--- Start ---
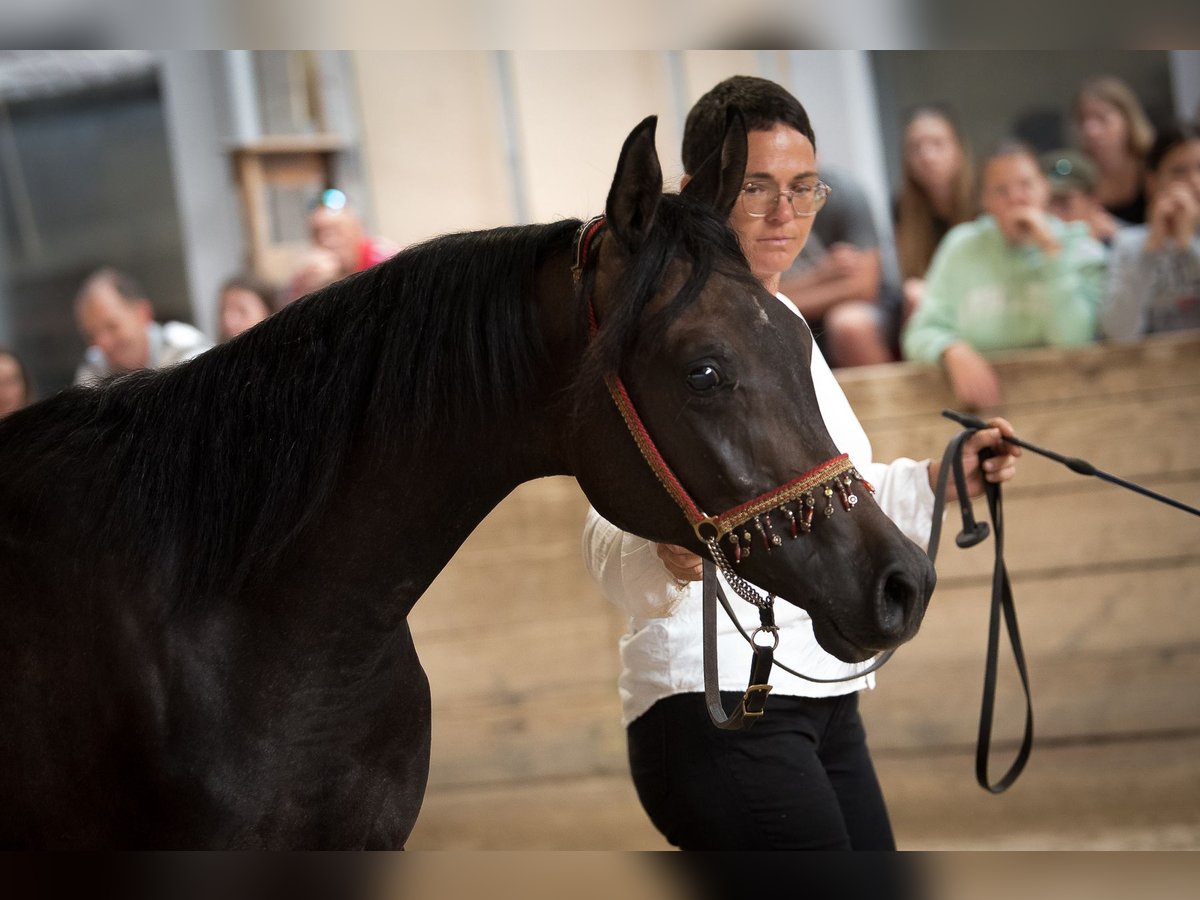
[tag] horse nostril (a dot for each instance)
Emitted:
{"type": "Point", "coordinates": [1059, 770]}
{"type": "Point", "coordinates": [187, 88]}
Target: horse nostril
{"type": "Point", "coordinates": [898, 600]}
--- End ---
▶ [Written request] Copy every line of the records above word for word, leaving out the pictures.

▶ [Answer to the task]
[tag] horse nostril (a dot for each instance)
Emitted:
{"type": "Point", "coordinates": [1059, 770]}
{"type": "Point", "coordinates": [187, 88]}
Target: horse nostril
{"type": "Point", "coordinates": [898, 600]}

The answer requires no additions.